Provided records section start

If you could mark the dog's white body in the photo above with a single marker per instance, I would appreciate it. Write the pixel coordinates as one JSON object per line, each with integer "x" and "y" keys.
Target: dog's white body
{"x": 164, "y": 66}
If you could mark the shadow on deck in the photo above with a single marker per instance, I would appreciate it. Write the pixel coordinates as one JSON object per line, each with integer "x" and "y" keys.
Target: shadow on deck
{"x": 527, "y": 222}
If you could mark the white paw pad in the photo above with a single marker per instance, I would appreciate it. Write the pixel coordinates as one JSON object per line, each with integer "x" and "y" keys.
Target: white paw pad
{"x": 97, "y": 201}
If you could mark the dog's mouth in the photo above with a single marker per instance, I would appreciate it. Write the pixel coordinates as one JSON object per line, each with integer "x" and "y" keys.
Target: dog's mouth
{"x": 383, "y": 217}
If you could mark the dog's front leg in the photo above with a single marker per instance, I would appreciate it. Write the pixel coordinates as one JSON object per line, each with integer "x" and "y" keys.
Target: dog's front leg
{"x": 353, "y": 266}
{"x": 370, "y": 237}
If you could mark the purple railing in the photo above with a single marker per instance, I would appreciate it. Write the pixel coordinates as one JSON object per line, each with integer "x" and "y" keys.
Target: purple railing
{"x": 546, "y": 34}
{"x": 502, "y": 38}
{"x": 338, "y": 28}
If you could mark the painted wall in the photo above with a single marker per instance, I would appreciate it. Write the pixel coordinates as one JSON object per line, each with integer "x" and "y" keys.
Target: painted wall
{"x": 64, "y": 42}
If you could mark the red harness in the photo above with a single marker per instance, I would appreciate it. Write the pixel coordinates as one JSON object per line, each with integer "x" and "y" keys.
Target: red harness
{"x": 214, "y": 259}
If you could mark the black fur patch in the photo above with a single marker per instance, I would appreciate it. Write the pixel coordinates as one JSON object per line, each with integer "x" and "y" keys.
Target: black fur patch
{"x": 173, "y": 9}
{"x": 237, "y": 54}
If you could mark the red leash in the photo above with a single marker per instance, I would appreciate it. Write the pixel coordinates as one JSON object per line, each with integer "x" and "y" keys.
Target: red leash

Provided records section end

Try it: Return exactly the leading lines of the listing, stopping after the line in which "If you could mark the white" occurs.

Written reply:
If you could mark the dog's white body in the photo above with a single marker per instance, I would appreciate it. Write the pixel coordinates as one JSON object per line, each with integer "x" and "y" keys.
Target: dog's white body
{"x": 164, "y": 66}
If you could mark the shadow on deck in the photo above with a single marker per instance, I would appreciate it. Write the pixel coordinates as one JSON object per line, each with integer "x" and "y" keys.
Target: shadow on deck
{"x": 527, "y": 222}
If you could mark the white paw pad in the photo above with a single marker per instance, I would appreciate it. Write the pixel coordinates as one JSON object per line, each with integer "x" and "y" keys.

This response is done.